● Text block:
--- BEGIN ---

# Data Wrangling Summary



### Gather
* Depending on the source of your data, and what format it's in, the steps in gathering data vary.
* High-level gathering process: obtaining data (downloading a file from the internet, scraping a web page, querying an API, etc.) and importing that data into your programming environment (e.g., Jupyter Notebook).

### Assess

Assess data for:
* **Quality:** issues with content. Low quality data is also known as dirty data.
* **Tidiness:** issues with structure that prevent easy analysis. Untidy data is also known as messy data. Tidy data requirements:
  - Each variable forms a column.
  - Each observation forms a row.
  - Each type of observational unit forms a table.

### Types of assessment:
* **Visual assessment:** scrolling through the data in your preferred software application (Google Sheets, Excel, a text editor, etc.).
* **Programmatic assessment:** using code to view specific portions and summaries of the data (pandas' `head`, `tail`, and `info` methods, for example).

### Clean

### Types of cleaning:
* Manual (not recommended unless the issues are single occurrences)

--- END ---

● Task set:
1. Answer these questions about the data wrangling summary:
(a) What is low quality data also known as?
(b) Which pandas methods are named as examples of programmatic assessment?
(c) What two steps make up the high-level gathering process?
2. Carry on writing the data wrangling summary from its last line.
The items placed after this point are separate material and are not part of the data wrangling summary.

● Extracted material:
--- BEGIN ---

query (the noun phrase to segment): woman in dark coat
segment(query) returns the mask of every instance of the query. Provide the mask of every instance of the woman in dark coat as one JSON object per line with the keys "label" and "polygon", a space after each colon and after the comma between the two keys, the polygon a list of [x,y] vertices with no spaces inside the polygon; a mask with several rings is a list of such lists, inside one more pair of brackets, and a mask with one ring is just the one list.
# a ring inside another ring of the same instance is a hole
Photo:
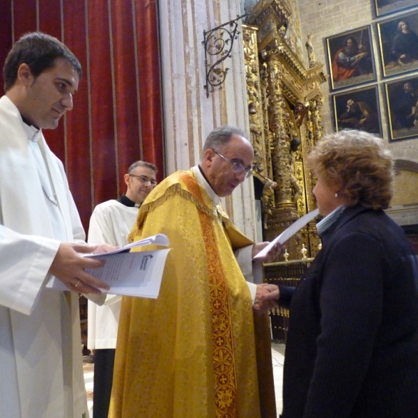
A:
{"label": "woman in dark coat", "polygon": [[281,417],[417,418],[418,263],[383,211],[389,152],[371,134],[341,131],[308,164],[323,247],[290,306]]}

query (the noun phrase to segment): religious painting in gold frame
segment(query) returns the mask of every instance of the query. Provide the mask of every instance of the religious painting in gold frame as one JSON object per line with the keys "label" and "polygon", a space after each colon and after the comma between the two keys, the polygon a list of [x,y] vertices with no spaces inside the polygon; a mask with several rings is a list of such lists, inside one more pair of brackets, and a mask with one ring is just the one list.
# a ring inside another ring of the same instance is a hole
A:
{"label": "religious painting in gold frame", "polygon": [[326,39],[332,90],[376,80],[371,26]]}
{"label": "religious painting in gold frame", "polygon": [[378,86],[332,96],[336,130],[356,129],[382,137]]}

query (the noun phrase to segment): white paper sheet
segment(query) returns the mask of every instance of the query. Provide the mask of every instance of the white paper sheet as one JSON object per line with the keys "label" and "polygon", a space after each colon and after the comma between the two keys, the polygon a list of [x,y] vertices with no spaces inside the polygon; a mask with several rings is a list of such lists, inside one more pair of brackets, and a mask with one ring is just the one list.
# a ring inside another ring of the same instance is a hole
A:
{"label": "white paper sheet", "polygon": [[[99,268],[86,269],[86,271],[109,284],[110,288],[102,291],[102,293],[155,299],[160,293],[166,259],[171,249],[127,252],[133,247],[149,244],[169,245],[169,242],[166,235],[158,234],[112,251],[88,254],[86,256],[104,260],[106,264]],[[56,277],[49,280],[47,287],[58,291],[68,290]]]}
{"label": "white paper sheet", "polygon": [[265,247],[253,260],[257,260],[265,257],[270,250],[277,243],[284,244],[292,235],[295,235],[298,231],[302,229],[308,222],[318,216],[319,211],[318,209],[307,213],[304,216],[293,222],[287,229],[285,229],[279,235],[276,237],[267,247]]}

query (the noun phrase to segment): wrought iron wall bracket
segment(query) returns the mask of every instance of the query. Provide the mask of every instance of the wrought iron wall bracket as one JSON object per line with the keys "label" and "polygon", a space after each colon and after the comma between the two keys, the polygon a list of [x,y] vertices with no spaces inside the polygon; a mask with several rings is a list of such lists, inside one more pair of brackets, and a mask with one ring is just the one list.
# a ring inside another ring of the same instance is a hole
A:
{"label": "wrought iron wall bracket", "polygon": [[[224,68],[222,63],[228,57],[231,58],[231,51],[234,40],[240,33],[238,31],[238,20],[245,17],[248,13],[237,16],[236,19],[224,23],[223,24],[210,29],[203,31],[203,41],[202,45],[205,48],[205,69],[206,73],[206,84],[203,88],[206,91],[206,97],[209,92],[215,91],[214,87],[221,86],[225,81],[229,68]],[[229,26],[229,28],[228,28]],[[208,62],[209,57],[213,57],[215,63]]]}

--- END ---

● The replies:
1.
(a) Dirty data.
(b) The `head`, `tail`, and `info` methods.
(c) Obtaining data, such as downloading a file from the internet, scraping a web page, or querying an API, and importing that data into your programming environment, such as Jupyter Notebook.

2.
* Programmatic
The programmatic data cleaning process:
    
    * **Define:** convert our assessments into defined cleaning tasks. These definitions also serve as an instruction list so others (or yourself in the future) can look at your work and reproduce it.
    * **Code:** convert those definitions to code and run that code.
    * **Test:** test your dataset, visually or with code, to make sure your cleaning operations worked.
      
  Always make copies of the original pieces of data before cleaning!

### Reassess and Iterate
After cleaning, always reassess and iterate on any of the data wrangling steps if necessary.

### Store (Optional)
Store data, in a file or database for example, if you need to use it in the future.

## Gathering



In [0]:
import zipfile
import pandas as pd

In [0]:
with zipfile.ZipFile('/content/drive/My Drive/Colab Notebooks/Data Wrangling/armenian-online-job-postings.zip','r') as myzip:
  myzip.extractall()

In [0]:
df=pd.read_csv('/content/online-job-postings.csv')

In [0]:
df

In [0]:
df.head()
df.tail()
# df.info()


In [0]:
import requests
url= 'https://pandas.pydata.org/pandas-docs/stable/reference/index.html'
response = request.get(url)
#save html to file
with open("file_name.html", mode ='wb') as file:
  file.write(response.content)

In [0]:
# List of dictionaries to build file by file and later convert to a DataFrame
df_list = []
folder = 'rt_html'
for movie_html in os.listdir(folder):
    with open(os.path.join(folder, movie_html)) as file:
        soup= BeautifulSoup(file,'lxml')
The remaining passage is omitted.